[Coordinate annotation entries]

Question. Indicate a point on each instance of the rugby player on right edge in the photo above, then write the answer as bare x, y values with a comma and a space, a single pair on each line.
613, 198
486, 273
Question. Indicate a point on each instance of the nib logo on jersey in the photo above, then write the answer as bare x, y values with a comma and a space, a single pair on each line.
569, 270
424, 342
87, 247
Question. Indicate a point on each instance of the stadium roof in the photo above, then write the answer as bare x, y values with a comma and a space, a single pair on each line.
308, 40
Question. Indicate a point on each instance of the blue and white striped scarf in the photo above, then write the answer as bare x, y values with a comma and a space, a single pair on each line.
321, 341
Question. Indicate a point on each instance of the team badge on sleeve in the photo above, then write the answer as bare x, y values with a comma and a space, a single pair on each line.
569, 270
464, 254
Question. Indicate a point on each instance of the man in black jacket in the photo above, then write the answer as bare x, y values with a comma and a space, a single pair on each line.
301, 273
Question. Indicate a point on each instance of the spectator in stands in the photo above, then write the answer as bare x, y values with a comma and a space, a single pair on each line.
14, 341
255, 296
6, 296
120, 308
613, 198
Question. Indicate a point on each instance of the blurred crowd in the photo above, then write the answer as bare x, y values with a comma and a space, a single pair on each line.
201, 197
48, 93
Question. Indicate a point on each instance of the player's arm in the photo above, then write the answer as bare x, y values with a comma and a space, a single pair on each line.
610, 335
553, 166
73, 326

SHORT EXERCISE -
Set down all of the material above once more, reproducing each line without alteration.

ANSWER TO THE PROBLEM -
Question. Indicate a point on each instance of the rugby player on right edge in the photo above, then write the answer as bare x, y values with a comma and a space, a single pair on each line.
613, 198
486, 273
Question. Indicate a point on each instance of the nib logo on jersey in the photo above, then write the answer as bare x, y values with a comma and a space, a single pair on each line.
569, 270
424, 342
87, 247
Question. Indicate a point on each instance of the stadium roof in the photo above, then write the answer as bare x, y values with a comma and a space, a single pair on each line.
308, 40
Question. Indicate a point on each instance of the blue and white striped scarf in the photo above, then write the answer as bare x, y values with a comma and a space, a single pair on each line.
321, 341
Question. Indicate a point on each instance of the team badge on sleeve in the photo above, then write the answer as bare x, y values with a comma and a space, a single pair on each line.
569, 270
464, 254
Question. Indicate a point on each instance of the man in black jacket in the photo above, then write the answer as bare x, y values with a comma and a space, a single pair on each line.
301, 273
Question. Indicate a point on each instance of the spectator in stands in the photo above, then write the answer as bare x, y values with a comma and a space, a single pair on each line.
14, 341
255, 296
6, 296
120, 308
613, 198
Question. Indicate a point on each instance of the blurred crowd in the photo above, then write the answer as bare x, y values with a comma and a space, a single pair on each line.
201, 197
48, 93
Question. Indicate a point on each instance of the player's arm in the photo above, then write the answer as bare x, y values with a comma and a space, a single pair on each line.
610, 335
553, 166
73, 326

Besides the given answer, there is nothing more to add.